** Passage shown **
# # # #
Can US Break with Jihadist Allies?

Exclusive: The Obama administration finds itself caught in the contradictions of its Syrian policy, having backed radical jihadists to achieve another “regime change” but now finding that its opportunism is spreading chaos beyond the Mideast into Europe. But can the U.S. adjust course and abandon its jihadist clients, asks Joe Lauria.

By Joe Lauria (Updated on Jan. 25 with new last two paragraphs)

The passage of a major U.N. Security Council resolution is like a cheap high: the euphoria wears off pretty quickly. Such was last month’s unanimous adoption of a “peace plan” to end nearly five years of Syrian bloodshed.

With Monday’s start date for a planned ceasefire and the launch of negotiations already put off, it’s looking increasingly unlikely that the talks will start any time soon. The major obstacle is deciding who will represent the opposition across the table from the government. And that hinges on the question of who is a terrorist in Syria. It doesn’t help that world governments have failed since the League of Nations to agree on a treaty legally defining terrorism.

President Barack Obama, with Vice President Joe Biden, attends a meeting in the Roosevelt Room of the White House, Dec. 12, 2013. (Official White House Photo by Pete Souza)

President Barack Obama, with Vice President Joe Biden, attends a meeting in the Roosevelt Room of the White House, Dec. 12, 2013. (Official White House Photo by Pete Souza)

Secretary of State John Kerry and Russian Foreign Minister Sergey Lavrov met in Geneva on Wednesday and the two were unable to decide who the Syrian terrorists are that should be excluded from the negotiations.

They agree on excluding the Islamic State and al-Nusra Front (Al Qaeda’s affiliate) who have already been eliminated from participation. But what about the myriad other opposition groups, some of whom collaborate closely with Nusra and other extremists?

A hundred of them were melded together by Saudi Arabia in Riyadh last November. But they want Syrian President Bashar al-Assad to step down immediately. That’s a complete non-starter as the U.N. plan would allow him to stay on for six months making way for a transitional government until a new constitution is written and a general election held in 2017. Kerry has been blasted by neoconservatives for agreeing to this compromise and for allowing Assad to run again in that election.

The U.S. compromised on that point after being spurred on by the refugee crisis that is spreading disorder into Europe and by Russia’s entry into the war against the Islamic State and other jihadist groups. But there is so far little compromise on the question of terrorism.

Putin’s Challenge

Moscow’s and Washington’s disagreement goes back to the beginning of the Syrian civil war, as I reported more than three years ago. In September, Russian President Vladimir Putin went a step further in accusing the U.S. of supporting terrorists in Syria in his address to the U.N. General Assembly.

“The Islamic State itself did not come out of nowhere,” Putin said. “It was initially developed as a weapon against undesirable secular regimes.” He said it was irresponsible “to manipulate extremist groups and use them to achieve your political goals, hoping that later you’ll find a way to get rid of them or somehow eliminate them.”
# # # #
** Information supplied **
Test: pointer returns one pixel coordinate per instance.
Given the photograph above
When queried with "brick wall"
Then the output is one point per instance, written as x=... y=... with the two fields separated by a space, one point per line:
# # # #
** Written instruction A **
In the article on U.S. policy in Syria, in what city did John Kerry and Sergey Lavrov meet on Wednesday?
** Written instruction B **
Reproduce the part of the article on U.S. policy in Syria that starts at "Exclusive: The Obama" and ends at "of Syrian bloodshed.".

** Problem solution A **
Geneva.

** Problem solution B **
Exclusive: The Obama administration finds itself caught in the contradictions of its Syrian policy, having backed radical jihadists to achieve another “regime change” but now finding that its opportunism is spreading chaos beyond the Mideast into Europe. But can the U.S. adjust course and abandon its jihadist clients, asks Joe Lauria.

By Joe Lauria (Updated on Jan. 25 with new last two paragraphs)

The passage of a major U.N. Security Council resolution is like a cheap high: the euphoria wears off pretty quickly. Such was last month’s unanimous adoption of a “peace plan” to end nearly five years of Syrian bloodshed.